* Point localization data:
+===+
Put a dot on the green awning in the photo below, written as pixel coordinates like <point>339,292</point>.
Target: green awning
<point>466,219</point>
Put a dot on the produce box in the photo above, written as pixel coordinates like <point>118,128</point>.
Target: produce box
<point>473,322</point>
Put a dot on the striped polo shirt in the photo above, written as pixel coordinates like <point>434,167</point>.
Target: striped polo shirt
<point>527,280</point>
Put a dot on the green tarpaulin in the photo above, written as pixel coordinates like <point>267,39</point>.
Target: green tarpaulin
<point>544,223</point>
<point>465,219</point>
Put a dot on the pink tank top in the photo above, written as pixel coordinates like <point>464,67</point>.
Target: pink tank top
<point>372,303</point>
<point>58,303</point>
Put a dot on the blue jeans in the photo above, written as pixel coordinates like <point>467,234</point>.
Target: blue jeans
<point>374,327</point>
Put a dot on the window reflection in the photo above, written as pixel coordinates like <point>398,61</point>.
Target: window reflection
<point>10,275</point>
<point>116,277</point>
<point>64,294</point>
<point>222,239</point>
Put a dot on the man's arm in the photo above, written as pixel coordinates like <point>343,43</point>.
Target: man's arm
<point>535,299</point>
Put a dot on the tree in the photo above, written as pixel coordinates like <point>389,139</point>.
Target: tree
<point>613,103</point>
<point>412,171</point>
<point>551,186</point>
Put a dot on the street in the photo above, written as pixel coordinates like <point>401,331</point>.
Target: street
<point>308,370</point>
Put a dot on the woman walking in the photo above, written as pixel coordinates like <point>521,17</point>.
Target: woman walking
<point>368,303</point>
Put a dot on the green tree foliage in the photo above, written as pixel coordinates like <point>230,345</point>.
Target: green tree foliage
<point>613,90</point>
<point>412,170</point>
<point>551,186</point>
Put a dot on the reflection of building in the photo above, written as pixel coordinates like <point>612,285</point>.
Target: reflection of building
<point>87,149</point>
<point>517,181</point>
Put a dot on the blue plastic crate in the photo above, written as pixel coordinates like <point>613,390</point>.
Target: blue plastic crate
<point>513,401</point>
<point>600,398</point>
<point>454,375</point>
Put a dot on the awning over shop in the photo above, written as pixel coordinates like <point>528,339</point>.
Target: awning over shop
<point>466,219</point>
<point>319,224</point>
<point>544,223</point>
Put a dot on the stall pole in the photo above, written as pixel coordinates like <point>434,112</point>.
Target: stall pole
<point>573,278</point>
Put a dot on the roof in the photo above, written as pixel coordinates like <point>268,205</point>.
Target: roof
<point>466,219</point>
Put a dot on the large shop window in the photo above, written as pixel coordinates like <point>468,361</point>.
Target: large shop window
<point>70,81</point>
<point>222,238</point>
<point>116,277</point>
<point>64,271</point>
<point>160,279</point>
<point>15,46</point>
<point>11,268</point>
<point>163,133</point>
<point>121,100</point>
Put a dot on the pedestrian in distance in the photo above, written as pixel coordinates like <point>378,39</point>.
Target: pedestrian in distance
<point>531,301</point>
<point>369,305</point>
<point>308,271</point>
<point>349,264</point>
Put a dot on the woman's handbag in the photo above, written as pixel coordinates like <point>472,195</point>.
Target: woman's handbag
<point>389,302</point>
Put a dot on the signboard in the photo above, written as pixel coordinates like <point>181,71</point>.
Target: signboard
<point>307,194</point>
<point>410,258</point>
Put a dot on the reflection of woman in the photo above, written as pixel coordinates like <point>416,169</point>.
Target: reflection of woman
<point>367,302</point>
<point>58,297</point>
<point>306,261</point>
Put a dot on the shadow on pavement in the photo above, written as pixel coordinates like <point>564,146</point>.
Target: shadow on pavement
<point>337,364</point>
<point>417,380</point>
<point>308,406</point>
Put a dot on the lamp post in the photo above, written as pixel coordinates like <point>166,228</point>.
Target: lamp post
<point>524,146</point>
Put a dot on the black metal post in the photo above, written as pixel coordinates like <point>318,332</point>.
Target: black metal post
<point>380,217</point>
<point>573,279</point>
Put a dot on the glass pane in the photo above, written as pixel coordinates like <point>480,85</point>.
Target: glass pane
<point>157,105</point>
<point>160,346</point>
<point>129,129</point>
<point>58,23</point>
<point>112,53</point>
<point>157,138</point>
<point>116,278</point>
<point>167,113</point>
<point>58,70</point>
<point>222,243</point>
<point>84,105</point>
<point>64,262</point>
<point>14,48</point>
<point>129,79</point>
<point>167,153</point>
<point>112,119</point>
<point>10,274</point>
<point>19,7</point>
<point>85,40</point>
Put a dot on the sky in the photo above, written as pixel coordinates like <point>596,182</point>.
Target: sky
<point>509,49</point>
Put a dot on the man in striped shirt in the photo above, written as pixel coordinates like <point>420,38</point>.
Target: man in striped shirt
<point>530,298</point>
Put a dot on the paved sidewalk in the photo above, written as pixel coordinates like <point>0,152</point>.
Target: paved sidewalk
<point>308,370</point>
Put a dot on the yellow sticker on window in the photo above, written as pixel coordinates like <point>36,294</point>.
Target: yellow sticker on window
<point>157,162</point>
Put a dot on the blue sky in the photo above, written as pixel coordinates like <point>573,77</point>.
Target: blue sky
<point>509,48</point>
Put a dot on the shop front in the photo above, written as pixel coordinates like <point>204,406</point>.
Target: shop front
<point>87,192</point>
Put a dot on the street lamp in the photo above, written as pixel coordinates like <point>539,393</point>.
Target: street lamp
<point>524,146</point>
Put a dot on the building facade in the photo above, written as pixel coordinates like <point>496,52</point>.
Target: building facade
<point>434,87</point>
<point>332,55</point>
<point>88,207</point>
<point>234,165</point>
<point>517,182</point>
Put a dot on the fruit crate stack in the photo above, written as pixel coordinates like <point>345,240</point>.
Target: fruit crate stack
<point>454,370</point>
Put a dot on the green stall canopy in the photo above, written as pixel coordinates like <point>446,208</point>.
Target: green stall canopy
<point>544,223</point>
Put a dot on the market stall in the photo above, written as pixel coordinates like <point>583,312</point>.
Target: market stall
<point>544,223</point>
+===+
* TASK REQUIREMENTS:
An exact copy of every record is what the answer must contain.

* TASK SOLUTION:
Put a dot on the green awning in the photo below, written as pixel coordinates like <point>339,292</point>.
Target: green awning
<point>466,219</point>
Put a dot on the produce box in the photo above, written as pixel coordinates like <point>118,128</point>.
Target: produce box
<point>473,322</point>
Put a dot on the striped polo shirt in the photo above, written as pixel coordinates like <point>434,167</point>.
Target: striped polo shirt
<point>527,280</point>
Put a dot on the green tarpaulin in the photo above, written as pixel coordinates like <point>267,39</point>.
Target: green tarpaulin
<point>544,223</point>
<point>465,219</point>
Put a dot on the pink tank top in the photo above, written as pixel coordinates like <point>464,67</point>.
Target: pink tank top
<point>372,303</point>
<point>58,303</point>
Put a dot on the blue jeans in the photo above, written as pixel coordinates like <point>467,234</point>.
Target: blue jeans
<point>374,327</point>
Put a dot on the window reflection in the photo above, written as pixel coordinates like <point>398,61</point>.
Target: window reflection
<point>10,275</point>
<point>116,277</point>
<point>64,294</point>
<point>222,239</point>
Put a dot on the man's arm in the photo above, written as pixel coordinates like <point>343,43</point>.
Target: man's arm
<point>535,299</point>
Put a dot on the tree in the photo above, written as pixel coordinates like <point>389,139</point>.
Target: tree
<point>613,103</point>
<point>412,171</point>
<point>551,186</point>
Put a dot on the street in the photo above, written as pixel coordinates like <point>401,331</point>.
Target: street
<point>308,370</point>
Put a dot on the woman walking in the photo above, written as pixel coordinates like <point>521,17</point>.
Target: woman walking
<point>368,303</point>
Put a dot on the green tree foliage in the photo above, written as pixel coordinates like <point>230,345</point>.
Target: green tree foliage
<point>613,90</point>
<point>412,170</point>
<point>551,186</point>
Put a dot on the reflection of building in the photo above, written as pixel coordinates like <point>612,285</point>.
Target: reflection of building
<point>87,149</point>
<point>517,181</point>
Put a dot on the blue plastic crate in the photo above, written as pixel coordinates like <point>613,390</point>.
Target: blue plastic crate
<point>513,401</point>
<point>600,398</point>
<point>454,375</point>
Put a dot on the awning over shop in the photo above, written as pixel coordinates like <point>528,339</point>.
Target: awning over shop
<point>466,219</point>
<point>319,224</point>
<point>544,223</point>
Put a dot on the stall pole in the photo above, written as pixel coordinates like <point>434,112</point>.
Target: stall pole
<point>573,278</point>
Put a dot on the roof in the photo above, written as pixel coordinates like <point>268,205</point>.
Target: roof
<point>466,219</point>
Put a dot on the large shop window in the photo above, written as pixel coordinates like <point>468,361</point>.
Target: large shop window
<point>70,81</point>
<point>222,238</point>
<point>116,277</point>
<point>64,271</point>
<point>160,279</point>
<point>15,46</point>
<point>11,268</point>
<point>163,133</point>
<point>121,100</point>
Put a dot on the pedestrian in distance in the photo above, written as pixel coordinates like <point>378,39</point>.
Target: pedestrian in distance
<point>531,301</point>
<point>369,305</point>
<point>308,271</point>
<point>349,264</point>
Put a dot on the woman's handbag in the photo above, written as pixel coordinates like <point>472,195</point>.
Target: woman's handbag
<point>389,302</point>
Put a dot on the signboard in the photo above, written as pixel coordinates like <point>181,71</point>.
Target: signboard
<point>307,194</point>
<point>410,258</point>
Put a dot on the reflection of woman in the photo above, written as pixel coordinates like <point>416,169</point>.
Target: reflection of woman
<point>367,302</point>
<point>58,297</point>
<point>306,261</point>
Put a dot on the shadow on pavement in the photo above, written as pixel coordinates like <point>564,146</point>.
Target: shadow on pavement
<point>337,364</point>
<point>417,380</point>
<point>308,406</point>
Put a dot on the lamp post in the photo above, written as pixel coordinates like <point>166,228</point>.
Target: lamp post
<point>524,146</point>
Put a dot on the black metal post in the photo above, written as pixel coordinates like <point>318,332</point>.
Target: black metal post
<point>380,217</point>
<point>573,279</point>
Put a dot on the glass pane in the photo above, written as pixel coordinates like <point>480,85</point>.
Target: glass pane
<point>157,105</point>
<point>160,346</point>
<point>129,129</point>
<point>58,23</point>
<point>112,53</point>
<point>157,138</point>
<point>116,278</point>
<point>167,113</point>
<point>58,70</point>
<point>222,243</point>
<point>84,105</point>
<point>64,262</point>
<point>14,48</point>
<point>129,79</point>
<point>167,153</point>
<point>112,119</point>
<point>10,274</point>
<point>19,7</point>
<point>85,40</point>
Put a dot on the sky in the photo above, written as pixel coordinates like <point>596,182</point>.
Target: sky
<point>509,49</point>
Put a dot on the man in striped shirt in the photo above, written as pixel coordinates like <point>420,38</point>.
Target: man in striped shirt
<point>530,298</point>
Put a dot on the paved sidewalk in the photo above, written as pixel coordinates like <point>0,152</point>.
Target: paved sidewalk
<point>308,370</point>
Put a dot on the yellow sticker on window in the photo above, written as pixel coordinates like <point>36,294</point>.
Target: yellow sticker on window
<point>157,162</point>
Put a dot on the blue sky in the photo above, written as pixel coordinates like <point>573,77</point>.
Target: blue sky
<point>509,48</point>
Put a dot on the shop front in the photo above, written as pixel coordinates like <point>204,406</point>.
Target: shop front
<point>87,192</point>
Put a dot on the street lamp in the photo above, written as pixel coordinates like <point>539,393</point>.
Target: street lamp
<point>524,146</point>
Put a dot on the building facade in the photo above, written as pixel coordinates like <point>496,52</point>.
Target: building facade
<point>434,87</point>
<point>332,55</point>
<point>88,207</point>
<point>234,165</point>
<point>517,182</point>
Put a dot on the fruit crate stack in the photo above, written as pixel coordinates like <point>345,240</point>.
Target: fruit crate stack
<point>454,370</point>
Put a dot on the green stall canopy in the photo above, written as pixel coordinates like <point>446,208</point>.
Target: green stall canopy
<point>544,223</point>
Put a dot on the market stall in the photo above, written as pixel coordinates like <point>583,312</point>.
Target: market stall
<point>544,223</point>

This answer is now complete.